━━ Document section ━━
To this grave situation must be added the new threats to agricultural biodiversity represented by the corporate concentration of the world seed market and the enactment of seed laws that promote seed appropriation, criminalise heritage and native seeds, and facilitate the introduction of genetically manipulated seed. The result is that we are being exposed to a mass-scale experiment with unforeseeable consequences.
The world food crisis
The most recent UN report on the global status of food security and nutrition pulls no punches about the current situation either: “According to a joint study by various UN agencies, the number of persons suffering from hunger has increased during the last three years, setting the world back in this area by almost a decade; the situation is worsening in the majority of African subregions, improvements are slowing down ‘considerably’ in Asia, and it is worsening in South America.” The chilling figures indicate that 821 million people — one person in nine — suffered from hunger last year. 
The other side of the coin, also documented in this report, is the rise in obesity and excess weight among much of the world population: “Obesity in adults is increasing: more than one in eight, or 672 million, are obese.”
The ETC Group homed in on this issue in its report Who Feeds Us?: “At least 3.9 billion of us (52%) suffer from malnutrition. Beyond those who are hungry in the traditional sense, this number includes the many more who have sufficient calories but are suffering, often severely, from nutritional deficits and damage (lack of micronutrients, vitamins or protein) or from the ill health caused by overconsumption.” 
It is no small matter that over half the world population should suffer from nutritional problems. But here again, the key to understanding the reasons can be found at the root of the problem itself: an industrial agri-food system that no longer seeks to feed human beings, but rather to convert food into a commodity for the sole purpose of lining the pockets of large corporations.
Looking to the future
We now have a body of information sufficient to say with certainty that we can no longer continue along this doomed path. No one, as yet, appears to have done a study integrating the fragmented information on these various crises, but there can be no doubt that they will interact synergistically, vastly increasing the damage and accelerating various processes of degradation and destruction that are already underway.
Perhaps it will be too late to take effective, transformative measures by the time anyone manages to complete an analysis of the complexity of these multiple crises.
━━━
• What you should do
Summarize the text above on the world food crisis in two sentences.
━━ Provided records ━━
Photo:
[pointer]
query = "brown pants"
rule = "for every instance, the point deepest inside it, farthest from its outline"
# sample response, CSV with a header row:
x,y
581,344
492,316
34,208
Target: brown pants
━━━
• Response
Corporate concentration of the seed market and seed laws that criminalize heritage and native seeds threaten agricultural biodiversity, while UN figures show 821 million people went hungry last year and 672 million adults are obese. The text traces these problems to an industrial agri-food system that treats food as a commodity for large corporations, and it warns that the path cannot continue and that it may be too late to act by the time the interacting crises are fully analyzed.